At Second Reading, I asked the Government whether they would switch from using private sector auditors for Reclaim Fund Ltd to using the Comptroller and Auditor-General. I was disappointed that my noble friend the Minister did not reply to that when she wound up the debate; nor did she write to me following the debate. However, the Government’s Back-Benchers are well aware that they are generally not the priority of Ministers and I do not hold it against her.

At Second Reading, my primary focus was on switching the statutory audit arrangements. All limited liability companies, apart from very small ones, are required to be audited by statutory auditors. The Companies Act 2006 opened up the possibility, for the first time, of the appointment of the C&AG to companies in the public sector. That was in response to a report by Lord Sharman, who sadly has now retired from the Liberal Democrat Benches. I hope that my noble friend the Minister will explain what arrangements will be made for the statutory audit of Reclaim Fund Ltd, now that it is fully within the public sector. It has been audited by private sector auditors to date. I continue to believe that it should be audited by the C&AG.

Last week, I had a helpful meeting with my noble friend the Minister and her officials. They said that the audit would be carried out by the C&AG in future and that the power for this existed under the National Audit Act 1983. This left me a little confused because that Act does not deal with the statutory audit of companies incorporated under the Companies Act. I hope that my noble friend will be able to clarify the position today. In the first group, she referred to value-for-money auditing—I shall come to that in a moment—but she did not refer to statutory audit.

Given task 1. Starting with the line of the entries that contains "of the yellow" and going on through the last line of the entries, give those lines as a numbered list, leaving out any blank lines.

Given data.
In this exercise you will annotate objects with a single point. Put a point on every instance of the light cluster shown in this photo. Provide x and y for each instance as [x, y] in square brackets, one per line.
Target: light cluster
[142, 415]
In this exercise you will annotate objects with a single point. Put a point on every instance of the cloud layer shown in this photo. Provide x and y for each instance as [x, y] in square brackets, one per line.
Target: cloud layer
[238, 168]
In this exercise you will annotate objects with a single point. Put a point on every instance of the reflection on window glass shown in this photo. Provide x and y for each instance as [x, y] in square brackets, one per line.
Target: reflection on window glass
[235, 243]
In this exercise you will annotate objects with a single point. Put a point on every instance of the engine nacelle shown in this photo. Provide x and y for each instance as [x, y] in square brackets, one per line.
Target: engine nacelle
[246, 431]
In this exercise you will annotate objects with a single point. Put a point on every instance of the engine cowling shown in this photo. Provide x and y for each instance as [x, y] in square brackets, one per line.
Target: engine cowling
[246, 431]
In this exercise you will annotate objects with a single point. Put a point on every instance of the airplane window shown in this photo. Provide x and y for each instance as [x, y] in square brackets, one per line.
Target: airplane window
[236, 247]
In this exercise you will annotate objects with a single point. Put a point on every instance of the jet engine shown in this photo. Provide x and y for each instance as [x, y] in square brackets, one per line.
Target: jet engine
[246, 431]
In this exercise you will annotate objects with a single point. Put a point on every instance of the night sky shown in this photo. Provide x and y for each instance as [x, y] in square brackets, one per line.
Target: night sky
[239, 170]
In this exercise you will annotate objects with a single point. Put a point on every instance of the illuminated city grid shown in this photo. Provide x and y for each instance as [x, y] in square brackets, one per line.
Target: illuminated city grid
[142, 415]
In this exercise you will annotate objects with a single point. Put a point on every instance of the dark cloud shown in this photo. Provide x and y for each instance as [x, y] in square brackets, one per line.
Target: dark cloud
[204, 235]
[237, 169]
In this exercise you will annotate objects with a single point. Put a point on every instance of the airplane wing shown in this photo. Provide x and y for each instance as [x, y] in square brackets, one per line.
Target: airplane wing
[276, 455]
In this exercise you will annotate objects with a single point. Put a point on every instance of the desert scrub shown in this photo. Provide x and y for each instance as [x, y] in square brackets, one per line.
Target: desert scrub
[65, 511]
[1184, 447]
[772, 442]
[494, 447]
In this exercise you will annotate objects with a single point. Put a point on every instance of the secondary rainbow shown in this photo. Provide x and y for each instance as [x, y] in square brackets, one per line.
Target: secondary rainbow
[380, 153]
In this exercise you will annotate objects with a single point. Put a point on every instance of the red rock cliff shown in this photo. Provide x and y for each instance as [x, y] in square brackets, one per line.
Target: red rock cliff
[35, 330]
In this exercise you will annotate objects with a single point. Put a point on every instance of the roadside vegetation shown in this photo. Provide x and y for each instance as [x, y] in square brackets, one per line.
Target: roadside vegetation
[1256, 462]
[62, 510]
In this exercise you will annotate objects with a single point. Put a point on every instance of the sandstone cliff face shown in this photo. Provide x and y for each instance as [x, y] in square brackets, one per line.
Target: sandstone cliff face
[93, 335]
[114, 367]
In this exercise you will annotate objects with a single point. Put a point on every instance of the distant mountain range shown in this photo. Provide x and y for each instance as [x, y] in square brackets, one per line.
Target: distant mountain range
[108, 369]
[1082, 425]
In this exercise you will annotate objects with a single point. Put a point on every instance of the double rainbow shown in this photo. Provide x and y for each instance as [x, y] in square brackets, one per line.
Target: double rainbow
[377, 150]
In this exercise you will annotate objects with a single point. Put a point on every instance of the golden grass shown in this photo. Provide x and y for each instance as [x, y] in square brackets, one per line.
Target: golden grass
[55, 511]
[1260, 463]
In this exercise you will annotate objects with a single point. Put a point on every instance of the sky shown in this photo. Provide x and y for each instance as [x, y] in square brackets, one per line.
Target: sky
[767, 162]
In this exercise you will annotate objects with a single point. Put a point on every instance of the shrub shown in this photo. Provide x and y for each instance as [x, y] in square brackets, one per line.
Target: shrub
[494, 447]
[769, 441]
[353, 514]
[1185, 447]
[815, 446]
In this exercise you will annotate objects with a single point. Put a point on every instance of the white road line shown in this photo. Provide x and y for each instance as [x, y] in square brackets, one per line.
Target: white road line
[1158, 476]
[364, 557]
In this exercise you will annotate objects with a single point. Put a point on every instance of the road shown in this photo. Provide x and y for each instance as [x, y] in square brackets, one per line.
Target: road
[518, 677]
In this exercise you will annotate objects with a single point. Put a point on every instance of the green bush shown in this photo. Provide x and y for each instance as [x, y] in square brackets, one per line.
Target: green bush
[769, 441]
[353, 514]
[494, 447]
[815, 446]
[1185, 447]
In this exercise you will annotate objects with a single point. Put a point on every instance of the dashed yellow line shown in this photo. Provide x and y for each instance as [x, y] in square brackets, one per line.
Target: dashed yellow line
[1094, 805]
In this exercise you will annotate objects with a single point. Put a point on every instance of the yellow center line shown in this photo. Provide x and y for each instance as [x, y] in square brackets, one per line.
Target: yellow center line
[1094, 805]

Given task 2.
Answer these questions from the speech on auditing Reclaim Fund Ltd:
(a) Which Act opened up, for the first time, the possibility of appointing the C&AG to companies in the public sector?
(b) Under which Act did the Minister's officials say the power for the C&AG audit existed?
(c) Who has audited Reclaim Fund Ltd to date?

Reply 1.
1. In this exercise you will annotate objects with a single point. Put a point on every instance of the yellow center line shown in this photo. Provide x and y for each instance as [x, y] in square brackets, one per line.
2. Target: yellow center line
3. [1094, 805]

Reply 2.
(a) The Companies Act 2006.
(b) The National Audit Act 1983.
(c) Private sector auditors.